Problem to solve: All that should appear is the run of lines from the one containing "Point to the child's right arm." through the end of the records, each repeated exactly.

Given entries:
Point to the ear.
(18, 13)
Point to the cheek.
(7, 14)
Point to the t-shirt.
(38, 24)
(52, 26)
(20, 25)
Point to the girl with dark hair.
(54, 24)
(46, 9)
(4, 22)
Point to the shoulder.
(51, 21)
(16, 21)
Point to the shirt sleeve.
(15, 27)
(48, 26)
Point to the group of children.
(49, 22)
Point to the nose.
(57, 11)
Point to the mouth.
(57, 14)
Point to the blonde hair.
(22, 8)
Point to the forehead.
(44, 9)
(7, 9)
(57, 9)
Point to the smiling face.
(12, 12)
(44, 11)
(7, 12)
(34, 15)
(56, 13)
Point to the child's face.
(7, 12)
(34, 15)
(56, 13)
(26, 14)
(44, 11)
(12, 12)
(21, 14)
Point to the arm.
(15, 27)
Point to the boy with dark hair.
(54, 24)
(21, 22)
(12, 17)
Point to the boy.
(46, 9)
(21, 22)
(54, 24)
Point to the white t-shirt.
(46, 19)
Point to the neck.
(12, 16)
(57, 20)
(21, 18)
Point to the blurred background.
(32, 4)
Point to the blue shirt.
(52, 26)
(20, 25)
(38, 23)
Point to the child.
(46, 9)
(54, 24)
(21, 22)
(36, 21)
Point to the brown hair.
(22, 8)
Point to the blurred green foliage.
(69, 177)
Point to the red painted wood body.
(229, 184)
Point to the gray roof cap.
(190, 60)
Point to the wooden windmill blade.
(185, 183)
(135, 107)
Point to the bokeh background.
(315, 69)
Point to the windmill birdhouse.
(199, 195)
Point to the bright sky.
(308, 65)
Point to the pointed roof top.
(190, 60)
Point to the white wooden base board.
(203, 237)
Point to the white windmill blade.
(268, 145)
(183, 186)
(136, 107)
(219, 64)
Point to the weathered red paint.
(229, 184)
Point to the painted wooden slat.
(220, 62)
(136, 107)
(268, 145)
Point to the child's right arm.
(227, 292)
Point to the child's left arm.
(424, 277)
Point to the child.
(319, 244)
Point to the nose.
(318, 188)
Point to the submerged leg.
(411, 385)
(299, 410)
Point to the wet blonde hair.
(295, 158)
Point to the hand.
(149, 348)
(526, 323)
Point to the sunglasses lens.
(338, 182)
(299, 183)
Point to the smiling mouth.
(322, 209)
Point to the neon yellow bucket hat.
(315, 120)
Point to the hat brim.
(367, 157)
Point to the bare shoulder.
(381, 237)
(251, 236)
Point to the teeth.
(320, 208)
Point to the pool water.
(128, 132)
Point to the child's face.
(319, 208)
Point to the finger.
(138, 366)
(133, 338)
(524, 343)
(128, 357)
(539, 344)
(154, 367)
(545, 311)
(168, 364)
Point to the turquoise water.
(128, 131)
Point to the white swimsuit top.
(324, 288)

Task response:
Point to the child's right arm.
(227, 292)
Point to the child's left arm.
(424, 277)
Point to the child.
(319, 244)
Point to the nose.
(318, 188)
Point to the submerged leg.
(411, 385)
(299, 410)
Point to the wet blonde hair.
(295, 158)
Point to the hand.
(149, 348)
(526, 323)
Point to the sunglasses lens.
(338, 182)
(299, 183)
Point to the smiling mouth.
(322, 209)
Point to the neon yellow bucket hat.
(315, 120)
Point to the hat brim.
(367, 157)
Point to the bare shoulder.
(381, 237)
(251, 236)
Point to the teeth.
(320, 208)
Point to the pool water.
(128, 132)
Point to the child's face.
(319, 208)
Point to the finger.
(138, 366)
(133, 338)
(524, 343)
(128, 357)
(539, 344)
(154, 367)
(545, 311)
(168, 364)
Point to the turquoise water.
(128, 131)
Point to the white swimsuit top.
(324, 288)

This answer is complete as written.